Collection entries

--- START ---

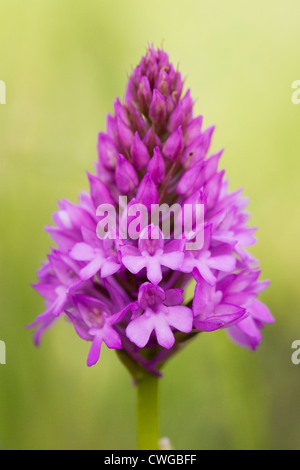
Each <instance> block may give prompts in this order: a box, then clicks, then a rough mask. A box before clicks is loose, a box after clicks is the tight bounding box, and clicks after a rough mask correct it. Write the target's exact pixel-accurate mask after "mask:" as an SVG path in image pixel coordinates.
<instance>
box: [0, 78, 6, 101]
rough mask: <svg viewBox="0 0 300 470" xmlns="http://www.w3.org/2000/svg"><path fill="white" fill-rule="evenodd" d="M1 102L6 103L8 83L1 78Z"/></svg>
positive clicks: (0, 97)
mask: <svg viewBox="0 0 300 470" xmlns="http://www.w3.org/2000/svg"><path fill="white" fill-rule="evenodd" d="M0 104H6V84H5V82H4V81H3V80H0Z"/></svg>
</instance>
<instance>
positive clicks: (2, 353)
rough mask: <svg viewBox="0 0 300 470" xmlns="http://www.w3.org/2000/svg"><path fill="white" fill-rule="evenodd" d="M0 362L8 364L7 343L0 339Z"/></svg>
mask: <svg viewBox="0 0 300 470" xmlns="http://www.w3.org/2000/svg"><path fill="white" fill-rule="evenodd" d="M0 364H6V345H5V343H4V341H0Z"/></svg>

--- END ---

__What you need to do__: In the data above, please extract the lines from the first one through the line with "positive clicks: (2, 353)", exactly, and keep pictures out.

__Result for this task__:
Each <instance> block may give prompts in this order: a box, then clicks, then a rough mask. A box before clicks is loose, a box after clicks is the tight bounding box, and clicks after a rough mask correct it. Write the target's exact pixel-accurate mask after "mask:" as an SVG path in image pixel coordinates.
<instance>
box: [0, 78, 6, 101]
rough mask: <svg viewBox="0 0 300 470" xmlns="http://www.w3.org/2000/svg"><path fill="white" fill-rule="evenodd" d="M1 102L6 103L8 83L1 78Z"/></svg>
positive clicks: (0, 97)
mask: <svg viewBox="0 0 300 470" xmlns="http://www.w3.org/2000/svg"><path fill="white" fill-rule="evenodd" d="M0 104H6V84H5V82H4V81H3V80H0Z"/></svg>
</instance>
<instance>
positive clicks: (2, 353)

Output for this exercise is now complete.